PECI’s ‘Boys Will Be Boys’ confronts outdated stereotypes, gender-based violence

Uncomfortable - Aaron Wiik’s character gets a little too close to Alanna Wolfe’s character during a portion of “Boys Will Be Boys” that was based on students’ actual experiences with unwanted attention. The students took part in the school’s eighth annual effort to raise awareness and encourage equality. (Adam Bramburger/Gazette staff)

Subject matter hits close to home for senior drama students

ADAM BRAMBURGER

STAFF WRITER

Using physical actions, sharp words, and even some well-placed humour, PECI senior drama students offered the latest instalment of an eight-year campaign against gender-related violence Thursday.

Before an audience of younger students in the school’s drama room and again for survivors of violence and abuse at Belleville’s Core Arts and Culture Centre later in the day, they offered a collaborative creation “Boys Will Be Boys” that shared the message that violence and abuse isn’t OK and neither is limiting gender roles.

The students had been working for about a months to create the series of monologues, scenes and vignettes that went into the show. There were examples of name calling, of victim shaming, controlling behaviour, and outright violence. Some went out of their comfort zones to play abusers, while others had to recall the difficult situations where they had been a victim themselves.

Never alone – Members of PECI’s senior drama class help another performer to her feel to show the importance of support during their annual Dec. 6 play ‘Boys Will Be Boys” last Thursday. (Adam Bramburger/Gazette staff)

(Object location annotations)
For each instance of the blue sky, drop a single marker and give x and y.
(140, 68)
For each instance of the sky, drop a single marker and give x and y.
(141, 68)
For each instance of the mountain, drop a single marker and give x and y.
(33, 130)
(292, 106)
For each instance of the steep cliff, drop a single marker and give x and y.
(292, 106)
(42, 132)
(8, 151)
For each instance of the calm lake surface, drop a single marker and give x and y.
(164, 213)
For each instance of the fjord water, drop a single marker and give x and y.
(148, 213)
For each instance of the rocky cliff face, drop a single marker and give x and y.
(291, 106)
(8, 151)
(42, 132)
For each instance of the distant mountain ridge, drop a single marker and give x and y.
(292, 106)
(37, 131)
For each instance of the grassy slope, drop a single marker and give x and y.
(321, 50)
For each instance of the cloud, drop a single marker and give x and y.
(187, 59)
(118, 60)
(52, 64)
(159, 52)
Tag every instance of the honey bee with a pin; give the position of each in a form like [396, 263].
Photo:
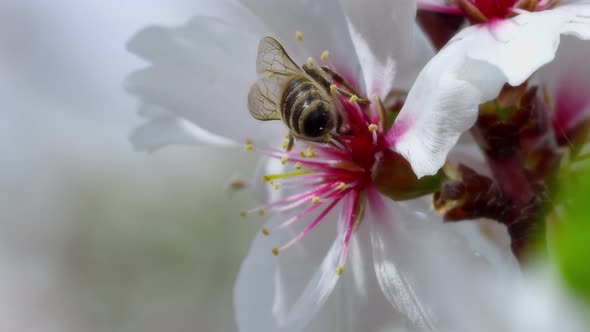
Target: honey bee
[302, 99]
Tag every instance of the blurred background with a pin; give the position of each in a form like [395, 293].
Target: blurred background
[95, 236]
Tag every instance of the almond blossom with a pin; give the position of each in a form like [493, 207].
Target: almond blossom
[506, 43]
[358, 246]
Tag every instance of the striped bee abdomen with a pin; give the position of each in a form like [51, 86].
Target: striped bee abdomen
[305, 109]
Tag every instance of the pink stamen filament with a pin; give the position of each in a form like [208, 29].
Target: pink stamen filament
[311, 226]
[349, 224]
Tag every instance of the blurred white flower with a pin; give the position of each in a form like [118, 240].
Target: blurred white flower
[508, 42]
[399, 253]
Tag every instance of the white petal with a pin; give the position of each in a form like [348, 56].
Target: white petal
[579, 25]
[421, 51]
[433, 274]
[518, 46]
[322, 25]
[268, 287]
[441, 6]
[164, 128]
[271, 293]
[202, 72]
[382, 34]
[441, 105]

--

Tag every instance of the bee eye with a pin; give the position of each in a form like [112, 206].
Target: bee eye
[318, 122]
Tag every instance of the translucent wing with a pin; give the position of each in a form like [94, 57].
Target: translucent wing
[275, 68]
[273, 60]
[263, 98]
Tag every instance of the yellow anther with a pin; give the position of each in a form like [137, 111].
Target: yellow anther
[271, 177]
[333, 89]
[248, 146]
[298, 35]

* * *

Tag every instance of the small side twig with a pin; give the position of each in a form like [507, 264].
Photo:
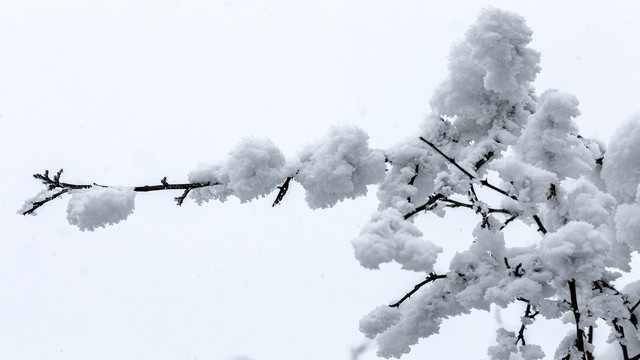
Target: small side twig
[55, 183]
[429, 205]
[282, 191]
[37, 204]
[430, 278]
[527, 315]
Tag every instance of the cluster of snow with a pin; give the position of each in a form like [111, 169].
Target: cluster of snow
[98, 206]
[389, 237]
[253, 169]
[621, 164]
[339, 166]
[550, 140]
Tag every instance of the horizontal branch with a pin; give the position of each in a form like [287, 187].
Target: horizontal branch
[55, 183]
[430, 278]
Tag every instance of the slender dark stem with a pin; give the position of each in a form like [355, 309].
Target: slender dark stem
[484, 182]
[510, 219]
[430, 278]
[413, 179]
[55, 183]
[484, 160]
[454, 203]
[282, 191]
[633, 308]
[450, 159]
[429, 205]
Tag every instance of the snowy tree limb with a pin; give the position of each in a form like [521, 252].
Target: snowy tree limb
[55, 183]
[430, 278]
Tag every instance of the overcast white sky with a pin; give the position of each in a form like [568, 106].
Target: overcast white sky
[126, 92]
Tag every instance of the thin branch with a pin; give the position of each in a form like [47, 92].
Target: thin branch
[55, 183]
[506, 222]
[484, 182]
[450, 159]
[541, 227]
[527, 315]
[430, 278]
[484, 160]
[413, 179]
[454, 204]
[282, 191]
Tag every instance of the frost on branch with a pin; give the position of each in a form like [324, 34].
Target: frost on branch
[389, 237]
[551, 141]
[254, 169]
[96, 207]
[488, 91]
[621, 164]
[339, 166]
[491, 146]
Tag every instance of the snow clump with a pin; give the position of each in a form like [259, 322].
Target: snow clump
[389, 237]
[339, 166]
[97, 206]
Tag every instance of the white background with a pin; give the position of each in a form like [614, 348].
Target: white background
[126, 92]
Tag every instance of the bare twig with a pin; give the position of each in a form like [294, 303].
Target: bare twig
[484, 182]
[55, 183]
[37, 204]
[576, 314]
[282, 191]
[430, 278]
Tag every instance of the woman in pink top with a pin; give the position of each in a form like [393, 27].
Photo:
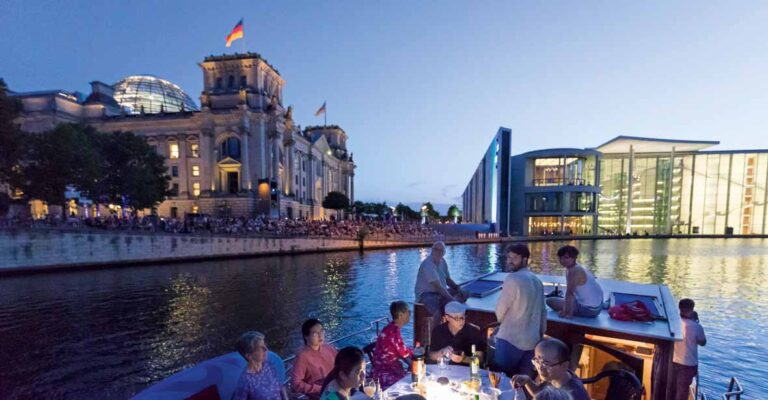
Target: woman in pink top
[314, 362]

> **What is being asked**: Return the part of the article that runs from "Uncomfortable - Aaron" up to and including "equality. (Adam Bramburger/Gazette staff)". The listing has nothing to do with the article.

> **Written answer**:
Uncomfortable - Aaron Wiik’s character gets a little too close to Alanna Wolfe’s character during a portion of “Boys Will Be Boys” that was based on students’ actual experiences with unwanted attention. The students took part in the school’s eighth annual effort to raise awareness and encourage equality. (Adam Bramburger/Gazette staff)